* [Problem requirements]
Reproduce every line of the records below, requests included, and rescale only the polygon vertex coordinates in the answers by multiplying each one by 1.1 and rounding to a whole number, with halves rounded up. Leave the pictures out.

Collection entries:
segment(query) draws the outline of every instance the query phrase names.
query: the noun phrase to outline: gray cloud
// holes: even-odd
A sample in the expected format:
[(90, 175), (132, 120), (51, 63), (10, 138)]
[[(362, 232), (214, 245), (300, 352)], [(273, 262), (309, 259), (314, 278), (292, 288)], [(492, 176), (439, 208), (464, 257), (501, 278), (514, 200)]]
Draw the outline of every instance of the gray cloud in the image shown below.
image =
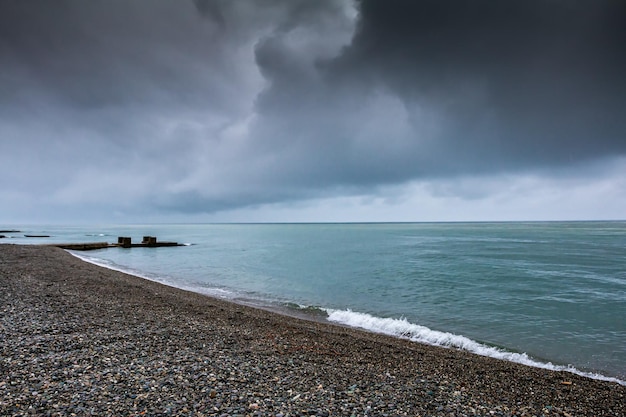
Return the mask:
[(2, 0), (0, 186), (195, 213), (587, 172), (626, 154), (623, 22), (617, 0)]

* [Expected answer]
segment(query) draws the outline of every instance the query phrase names.
query: the noun phrase to outline: gray cloud
// holes: even-odd
A sample in the expected format:
[(90, 175), (132, 120), (51, 63), (10, 138)]
[[(362, 232), (214, 245), (300, 352)], [(273, 262), (309, 259), (314, 278), (292, 288)], [(492, 176), (439, 208), (464, 257), (501, 278), (514, 200)]]
Draw the outline of every instance of the gray cloud in the image shown below.
image =
Return the mask:
[(2, 0), (0, 205), (215, 234), (646, 189), (689, 169), (685, 24), (679, 0)]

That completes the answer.